======== Data ========

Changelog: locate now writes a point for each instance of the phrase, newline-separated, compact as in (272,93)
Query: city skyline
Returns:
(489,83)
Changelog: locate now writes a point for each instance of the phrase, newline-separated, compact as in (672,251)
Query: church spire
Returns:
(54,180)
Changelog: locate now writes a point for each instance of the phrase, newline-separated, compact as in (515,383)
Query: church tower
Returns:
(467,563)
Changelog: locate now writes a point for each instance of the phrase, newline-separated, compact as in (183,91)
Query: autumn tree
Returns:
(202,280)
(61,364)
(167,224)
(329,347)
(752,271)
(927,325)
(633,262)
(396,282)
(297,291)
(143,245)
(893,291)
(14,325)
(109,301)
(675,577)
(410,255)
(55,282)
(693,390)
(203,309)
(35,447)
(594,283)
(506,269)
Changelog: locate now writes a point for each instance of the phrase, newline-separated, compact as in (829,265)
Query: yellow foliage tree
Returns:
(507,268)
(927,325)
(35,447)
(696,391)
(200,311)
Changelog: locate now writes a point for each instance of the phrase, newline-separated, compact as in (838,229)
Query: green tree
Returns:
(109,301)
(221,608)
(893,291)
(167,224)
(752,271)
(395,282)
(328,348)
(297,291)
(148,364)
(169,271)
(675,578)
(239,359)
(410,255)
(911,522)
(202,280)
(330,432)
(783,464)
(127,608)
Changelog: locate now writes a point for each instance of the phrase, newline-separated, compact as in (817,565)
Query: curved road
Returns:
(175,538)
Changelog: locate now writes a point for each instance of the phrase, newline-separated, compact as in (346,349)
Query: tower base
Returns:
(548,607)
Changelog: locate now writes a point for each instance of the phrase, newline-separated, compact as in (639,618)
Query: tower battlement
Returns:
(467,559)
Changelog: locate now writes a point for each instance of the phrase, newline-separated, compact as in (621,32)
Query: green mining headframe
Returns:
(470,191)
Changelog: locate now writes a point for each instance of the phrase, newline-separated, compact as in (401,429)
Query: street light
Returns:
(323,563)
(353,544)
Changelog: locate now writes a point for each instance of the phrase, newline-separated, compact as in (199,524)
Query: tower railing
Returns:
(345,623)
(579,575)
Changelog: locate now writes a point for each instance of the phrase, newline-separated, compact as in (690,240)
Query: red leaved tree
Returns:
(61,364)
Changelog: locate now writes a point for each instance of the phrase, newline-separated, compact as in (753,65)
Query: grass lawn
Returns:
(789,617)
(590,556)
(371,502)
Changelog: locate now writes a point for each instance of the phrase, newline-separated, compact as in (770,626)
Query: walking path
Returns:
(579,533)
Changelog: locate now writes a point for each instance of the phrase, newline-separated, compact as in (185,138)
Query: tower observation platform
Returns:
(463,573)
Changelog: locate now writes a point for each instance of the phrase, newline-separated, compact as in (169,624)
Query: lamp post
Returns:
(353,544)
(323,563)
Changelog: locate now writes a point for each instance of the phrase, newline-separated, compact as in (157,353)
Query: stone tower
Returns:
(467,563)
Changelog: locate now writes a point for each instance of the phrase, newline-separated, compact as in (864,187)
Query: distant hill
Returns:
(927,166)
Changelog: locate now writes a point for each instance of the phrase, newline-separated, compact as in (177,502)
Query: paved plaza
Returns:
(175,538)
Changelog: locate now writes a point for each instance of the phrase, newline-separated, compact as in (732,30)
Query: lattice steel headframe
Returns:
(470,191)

========

§ **Task requirements**
From the first line to the last, give the data again exactly.

§ **Task answer**
Changelog: locate now writes a point for each instance of the phrase, newline-separated, compact as in (272,93)
Query: city skyline
Returns:
(489,83)
Changelog: locate now writes a point for each instance of the phrase, newline-separated, compact as in (672,251)
Query: church spire
Returns:
(54,180)
Changelog: locate now writes a point for each instance of the phrase, newline-separated, compact as in (515,383)
Query: church tower
Returns:
(467,563)
Changelog: locate now writes a point for each instance of the phrase, newline-separated, compact as in (183,91)
Query: autumn tree
Returns:
(202,280)
(61,364)
(167,224)
(329,347)
(752,271)
(927,325)
(633,262)
(396,282)
(297,291)
(143,245)
(893,291)
(14,325)
(109,301)
(675,577)
(410,255)
(55,282)
(693,390)
(203,309)
(35,447)
(594,283)
(506,269)
Changelog: locate now writes a point for each instance of the phrase, newline-separated, compact as in (829,265)
Query: yellow foliage tree
Returns:
(507,268)
(927,325)
(35,447)
(696,391)
(200,311)
Changelog: locate now writes a point for each instance of the phrase, newline-separated, compact as in (838,229)
Query: green tree
Returns:
(109,301)
(221,608)
(893,291)
(167,224)
(752,271)
(395,282)
(328,348)
(297,291)
(148,364)
(169,271)
(675,578)
(239,359)
(410,255)
(911,522)
(202,280)
(330,432)
(783,464)
(127,608)
Changelog: locate now writes a point for each instance of the phrase, newline-separated, compact as in (817,565)
Query: curved road
Returns:
(175,538)
Changelog: locate now writes a point for each instance of the phrase, newline-separated, compact as in (346,349)
Query: tower base
Returns:
(548,607)
Changelog: locate now writes a point for each instance of the phrase, newline-separated, compact as in (639,618)
Query: tower battlement
Returns:
(467,559)
Changelog: locate now writes a point for each instance of the phrase, newline-separated, compact as in (621,32)
Query: green mining headframe
Returns:
(470,191)
Changelog: locate now writes a point for each instance of the phrase, newline-separated, compact as in (401,429)
Query: street light
Returns:
(323,563)
(353,544)
Changelog: locate now writes a point for each instance of the phrase, newline-separated, compact as in (199,524)
Query: tower railing
Returns:
(345,623)
(579,575)
Changelog: locate now writes a point for each instance of the phrase, newline-separated, compact as in (690,240)
Query: red leaved tree
Returns:
(61,364)
Changelog: locate now writes a point for each instance of the phrase, newline-separated, compact as in (753,65)
Query: grass lawn
Returns:
(789,617)
(590,556)
(371,502)
Changelog: locate now writes a point for each instance of the phrase, newline-separated, compact as in (770,626)
Query: walking path
Returns:
(579,533)
Changelog: locate now writes a point for each instance of the phrase, newline-separated, compact as in (185,138)
Query: tower observation platform
Returns:
(463,573)
Changelog: locate now writes a point for each instance of the phrase, newline-separated, compact as in (169,624)
Query: lamp post
Returns:
(353,544)
(323,563)
Changelog: locate now writes a point for each instance of the phrase, newline-separated, compact as in (157,353)
Query: stone tower
Returns:
(467,563)
Changelog: locate now writes a point for each instance of the phrase, newline-separated, compact as in (864,187)
Query: distant hill
Returns:
(927,166)
Changelog: locate now writes a point for each instance of the phrase, newline-separated, compact as in (177,502)
Query: paved plaza
Returns:
(175,538)
Changelog: locate now writes a point for each instance of the phrase, newline-separated, compact as in (732,30)
Query: lattice steel headframe
Returns:
(470,191)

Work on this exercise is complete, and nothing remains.